▶ [EXERCISE]
Filter the records below, keeping only lines with the string "robot".

▶ [RECORDED DATA]

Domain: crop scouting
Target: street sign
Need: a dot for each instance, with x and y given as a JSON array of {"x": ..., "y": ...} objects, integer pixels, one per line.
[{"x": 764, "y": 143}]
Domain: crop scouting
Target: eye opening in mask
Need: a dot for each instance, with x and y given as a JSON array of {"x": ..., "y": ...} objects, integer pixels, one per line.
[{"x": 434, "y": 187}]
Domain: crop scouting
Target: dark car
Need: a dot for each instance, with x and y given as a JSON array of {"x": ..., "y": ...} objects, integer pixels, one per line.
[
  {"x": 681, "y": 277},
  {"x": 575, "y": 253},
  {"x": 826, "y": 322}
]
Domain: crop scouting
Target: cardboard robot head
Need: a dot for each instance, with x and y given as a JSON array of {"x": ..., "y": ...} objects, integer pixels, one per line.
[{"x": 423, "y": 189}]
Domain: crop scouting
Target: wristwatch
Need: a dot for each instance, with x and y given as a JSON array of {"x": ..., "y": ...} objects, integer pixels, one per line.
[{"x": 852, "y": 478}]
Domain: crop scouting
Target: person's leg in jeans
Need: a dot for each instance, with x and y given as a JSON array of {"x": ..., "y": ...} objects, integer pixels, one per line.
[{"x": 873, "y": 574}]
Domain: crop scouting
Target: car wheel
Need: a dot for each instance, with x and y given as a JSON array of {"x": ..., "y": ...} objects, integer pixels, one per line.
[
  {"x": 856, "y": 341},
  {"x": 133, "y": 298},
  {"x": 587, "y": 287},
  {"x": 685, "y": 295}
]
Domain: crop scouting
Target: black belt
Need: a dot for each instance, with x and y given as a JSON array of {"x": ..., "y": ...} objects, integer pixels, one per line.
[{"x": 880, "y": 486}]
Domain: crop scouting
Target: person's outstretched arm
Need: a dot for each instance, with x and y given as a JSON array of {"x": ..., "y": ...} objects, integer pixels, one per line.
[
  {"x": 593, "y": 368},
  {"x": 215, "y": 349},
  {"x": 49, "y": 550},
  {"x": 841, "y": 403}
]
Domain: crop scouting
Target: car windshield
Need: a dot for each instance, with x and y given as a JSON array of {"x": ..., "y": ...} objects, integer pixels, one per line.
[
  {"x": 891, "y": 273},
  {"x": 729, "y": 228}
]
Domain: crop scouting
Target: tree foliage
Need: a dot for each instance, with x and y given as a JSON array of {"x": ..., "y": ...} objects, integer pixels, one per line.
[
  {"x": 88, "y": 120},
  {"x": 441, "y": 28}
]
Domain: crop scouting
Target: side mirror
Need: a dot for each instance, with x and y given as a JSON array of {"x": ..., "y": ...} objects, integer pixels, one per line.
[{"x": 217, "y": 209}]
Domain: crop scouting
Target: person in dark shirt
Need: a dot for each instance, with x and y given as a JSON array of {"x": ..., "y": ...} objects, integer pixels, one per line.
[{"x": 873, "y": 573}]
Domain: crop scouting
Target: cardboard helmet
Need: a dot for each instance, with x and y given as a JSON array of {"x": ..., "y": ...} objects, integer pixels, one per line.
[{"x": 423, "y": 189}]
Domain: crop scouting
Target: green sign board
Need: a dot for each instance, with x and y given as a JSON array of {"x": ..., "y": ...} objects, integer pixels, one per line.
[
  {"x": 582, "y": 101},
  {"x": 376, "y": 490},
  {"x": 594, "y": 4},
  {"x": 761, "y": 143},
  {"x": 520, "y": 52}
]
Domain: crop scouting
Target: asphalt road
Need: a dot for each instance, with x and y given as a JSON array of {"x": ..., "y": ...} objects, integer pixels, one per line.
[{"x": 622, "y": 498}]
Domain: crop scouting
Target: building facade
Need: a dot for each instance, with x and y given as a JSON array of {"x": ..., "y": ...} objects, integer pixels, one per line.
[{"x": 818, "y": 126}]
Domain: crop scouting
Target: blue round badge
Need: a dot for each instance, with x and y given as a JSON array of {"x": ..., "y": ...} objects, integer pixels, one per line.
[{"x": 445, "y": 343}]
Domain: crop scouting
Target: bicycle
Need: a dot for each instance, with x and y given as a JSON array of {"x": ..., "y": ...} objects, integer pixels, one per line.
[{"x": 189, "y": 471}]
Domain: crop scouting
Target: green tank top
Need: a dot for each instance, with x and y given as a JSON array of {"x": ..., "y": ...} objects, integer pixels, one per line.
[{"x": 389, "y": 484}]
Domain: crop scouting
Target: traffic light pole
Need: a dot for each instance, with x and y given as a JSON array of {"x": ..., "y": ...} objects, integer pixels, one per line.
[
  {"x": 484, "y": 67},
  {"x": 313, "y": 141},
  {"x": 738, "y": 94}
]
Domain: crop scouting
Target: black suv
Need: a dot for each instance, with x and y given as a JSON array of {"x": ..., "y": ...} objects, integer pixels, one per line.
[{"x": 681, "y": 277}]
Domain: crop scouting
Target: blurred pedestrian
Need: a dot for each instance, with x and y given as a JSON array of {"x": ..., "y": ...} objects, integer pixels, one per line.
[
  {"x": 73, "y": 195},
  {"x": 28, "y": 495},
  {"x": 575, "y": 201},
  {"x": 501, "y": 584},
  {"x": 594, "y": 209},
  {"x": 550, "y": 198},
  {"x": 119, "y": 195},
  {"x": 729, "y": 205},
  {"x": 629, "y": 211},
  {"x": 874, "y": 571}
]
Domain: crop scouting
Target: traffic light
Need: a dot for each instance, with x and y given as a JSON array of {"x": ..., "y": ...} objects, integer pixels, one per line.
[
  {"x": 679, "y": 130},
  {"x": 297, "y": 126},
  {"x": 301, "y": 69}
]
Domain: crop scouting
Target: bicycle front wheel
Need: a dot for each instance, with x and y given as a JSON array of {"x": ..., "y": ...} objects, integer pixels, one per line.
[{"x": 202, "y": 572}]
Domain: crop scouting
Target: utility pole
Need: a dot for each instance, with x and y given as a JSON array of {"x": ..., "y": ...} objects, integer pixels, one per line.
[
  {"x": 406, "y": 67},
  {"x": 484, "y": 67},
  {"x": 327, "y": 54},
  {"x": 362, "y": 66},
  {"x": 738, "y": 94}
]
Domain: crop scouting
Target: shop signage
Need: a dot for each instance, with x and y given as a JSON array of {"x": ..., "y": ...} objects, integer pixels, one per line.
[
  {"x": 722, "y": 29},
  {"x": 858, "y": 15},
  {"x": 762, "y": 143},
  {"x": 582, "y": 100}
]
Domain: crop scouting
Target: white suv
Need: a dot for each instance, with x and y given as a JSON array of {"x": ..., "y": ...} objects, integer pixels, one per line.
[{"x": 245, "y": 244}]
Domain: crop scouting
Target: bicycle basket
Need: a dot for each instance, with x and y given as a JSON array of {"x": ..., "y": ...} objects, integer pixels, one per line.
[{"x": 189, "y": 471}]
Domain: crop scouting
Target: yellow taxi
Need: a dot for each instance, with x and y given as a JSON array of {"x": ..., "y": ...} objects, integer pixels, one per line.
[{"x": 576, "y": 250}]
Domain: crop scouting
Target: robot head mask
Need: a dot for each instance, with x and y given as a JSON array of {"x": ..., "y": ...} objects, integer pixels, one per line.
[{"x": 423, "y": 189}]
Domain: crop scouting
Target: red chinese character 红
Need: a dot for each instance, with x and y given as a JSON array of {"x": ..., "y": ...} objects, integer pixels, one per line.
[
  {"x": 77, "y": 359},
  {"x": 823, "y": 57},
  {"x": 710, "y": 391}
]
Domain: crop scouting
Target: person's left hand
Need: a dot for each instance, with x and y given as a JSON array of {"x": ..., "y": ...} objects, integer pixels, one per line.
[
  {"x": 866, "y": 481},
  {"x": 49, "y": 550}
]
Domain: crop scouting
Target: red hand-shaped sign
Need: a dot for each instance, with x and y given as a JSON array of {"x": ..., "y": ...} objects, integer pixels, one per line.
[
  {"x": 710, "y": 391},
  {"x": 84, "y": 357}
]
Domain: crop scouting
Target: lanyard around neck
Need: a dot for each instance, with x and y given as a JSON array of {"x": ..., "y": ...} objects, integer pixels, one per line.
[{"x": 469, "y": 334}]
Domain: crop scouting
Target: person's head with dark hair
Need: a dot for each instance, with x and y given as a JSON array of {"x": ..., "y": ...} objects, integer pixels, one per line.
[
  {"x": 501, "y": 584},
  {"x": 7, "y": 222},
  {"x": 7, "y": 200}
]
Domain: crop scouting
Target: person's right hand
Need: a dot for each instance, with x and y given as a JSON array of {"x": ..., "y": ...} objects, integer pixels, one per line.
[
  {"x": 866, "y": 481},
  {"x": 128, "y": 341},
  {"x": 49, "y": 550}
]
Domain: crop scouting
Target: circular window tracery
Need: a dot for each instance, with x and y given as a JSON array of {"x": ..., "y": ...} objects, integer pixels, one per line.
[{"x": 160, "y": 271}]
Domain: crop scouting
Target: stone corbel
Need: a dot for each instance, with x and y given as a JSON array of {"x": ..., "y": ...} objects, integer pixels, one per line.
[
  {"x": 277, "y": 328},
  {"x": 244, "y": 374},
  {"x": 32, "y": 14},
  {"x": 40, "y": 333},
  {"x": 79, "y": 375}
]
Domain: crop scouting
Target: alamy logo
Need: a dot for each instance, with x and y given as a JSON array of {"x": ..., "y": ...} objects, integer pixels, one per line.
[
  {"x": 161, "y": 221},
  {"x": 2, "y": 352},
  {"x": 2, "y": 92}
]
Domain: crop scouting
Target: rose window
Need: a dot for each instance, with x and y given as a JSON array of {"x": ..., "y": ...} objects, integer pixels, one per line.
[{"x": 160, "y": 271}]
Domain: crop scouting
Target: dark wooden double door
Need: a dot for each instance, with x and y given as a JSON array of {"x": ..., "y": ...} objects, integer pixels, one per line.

▶ [WORKED SOLUTION]
Target: cardboard robot head
Target: robot head mask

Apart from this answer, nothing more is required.